__Set exercise__. Render every line of the entries below as a Markdown table with the columns Row and Line, one numbered row per line and blank lines left out. Omit the picture from the table.

__Data supplied__.
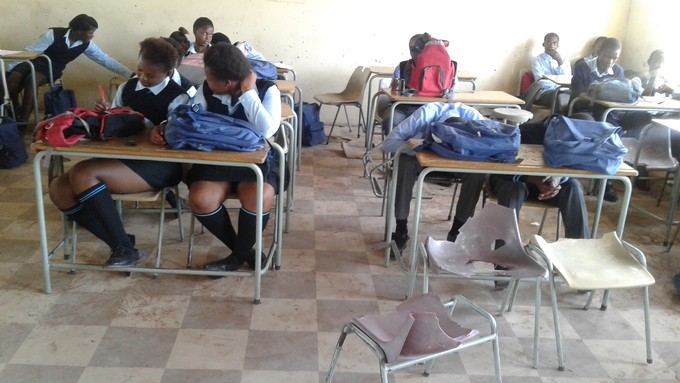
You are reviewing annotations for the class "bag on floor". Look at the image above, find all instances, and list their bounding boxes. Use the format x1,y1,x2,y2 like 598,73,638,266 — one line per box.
165,104,264,152
296,102,326,146
43,86,77,119
0,117,28,169
407,35,456,97
415,120,520,162
543,115,628,175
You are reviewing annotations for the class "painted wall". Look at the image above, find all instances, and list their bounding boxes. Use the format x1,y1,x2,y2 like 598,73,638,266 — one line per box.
0,0,672,120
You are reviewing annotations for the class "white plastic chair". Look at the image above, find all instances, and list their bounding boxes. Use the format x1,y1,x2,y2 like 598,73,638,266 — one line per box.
314,66,371,144
527,232,654,370
326,295,502,383
418,204,548,316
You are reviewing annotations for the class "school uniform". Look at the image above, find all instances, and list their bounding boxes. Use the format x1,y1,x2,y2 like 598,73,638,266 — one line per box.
186,80,288,193
111,77,189,189
10,28,133,79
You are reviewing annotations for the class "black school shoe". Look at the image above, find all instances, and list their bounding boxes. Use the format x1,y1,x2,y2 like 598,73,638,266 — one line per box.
390,232,411,258
104,246,141,267
203,253,245,278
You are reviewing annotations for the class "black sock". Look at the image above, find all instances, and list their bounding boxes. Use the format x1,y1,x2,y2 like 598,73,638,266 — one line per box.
233,208,269,257
194,205,236,250
395,219,408,234
71,182,134,249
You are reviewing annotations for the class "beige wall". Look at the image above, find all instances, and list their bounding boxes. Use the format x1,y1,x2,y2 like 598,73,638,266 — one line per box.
0,0,674,120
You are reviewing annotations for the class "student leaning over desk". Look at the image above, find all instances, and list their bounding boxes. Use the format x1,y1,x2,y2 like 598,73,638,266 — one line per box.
50,38,189,267
7,14,133,121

__Finished task__.
| Row | Line |
|---|---|
| 1 | You are reviewing annotations for the class "bag on floor". Look at the image above, find all instances, and list their bounding boxes. Use the format x1,y1,x2,y2 like 598,73,638,266 — one line per box. |
| 2 | 165,104,264,152 |
| 3 | 296,102,326,146 |
| 4 | 43,86,77,119 |
| 5 | 0,117,28,169 |
| 6 | 407,35,456,97 |
| 7 | 415,120,520,162 |
| 8 | 543,115,628,175 |
| 9 | You are reviewing annotations for the class "painted wall". Look at the image above, find all instances, and list their bounding boxes. Use the format x1,y1,x2,y2 like 598,73,638,266 — one line per box. |
| 10 | 0,0,672,120 |
| 11 | You are reviewing annotations for the class "white plastic chair". Look at the image above, find all instances, and list their bounding boxes. Use the format x1,y1,x2,y2 like 598,73,638,266 — one line per box. |
| 12 | 314,66,371,144 |
| 13 | 527,232,654,370 |
| 14 | 326,295,502,383 |
| 15 | 418,204,548,316 |
| 16 | You are reviewing annotations for the class "school uniform". Look at the image above, find all instances, and list their bounding boxes. Use the format x1,y1,x2,y2 like 598,73,638,266 — one line per box. |
| 17 | 186,80,288,193 |
| 18 | 111,77,189,189 |
| 19 | 10,28,133,79 |
| 20 | You are reviewing annotations for the class "black school shoe". Look at the image above, find all instances, and list their bounding boxes. Use the format x1,y1,x2,y2 like 598,73,638,266 — one line per box. |
| 21 | 390,232,411,258 |
| 22 | 104,246,141,267 |
| 23 | 203,253,245,278 |
| 24 | You are reviewing annotations for the class "black sock". Look at the image above, find all instances, and list their bounding boxes. Use the format x1,y1,x2,y2 like 598,73,638,266 — one line per box. |
| 25 | 233,208,269,257 |
| 26 | 194,205,236,250 |
| 27 | 395,219,408,234 |
| 28 | 71,182,134,249 |
| 29 | You are reviewing annotations for the class "beige wall". Look at the image above, find all instances, and list their bounding boxes. Use the format x1,y1,x2,y2 like 598,73,638,266 — one line per box. |
| 30 | 0,0,674,120 |
| 31 | You are reviewing annotations for the class "student leaning over desk". Look at the image above, find all instances, and list their bounding boxes. Use the format x1,y1,x2,y2 like 598,73,638,266 — one line per box. |
| 32 | 50,38,189,267 |
| 33 | 7,14,133,121 |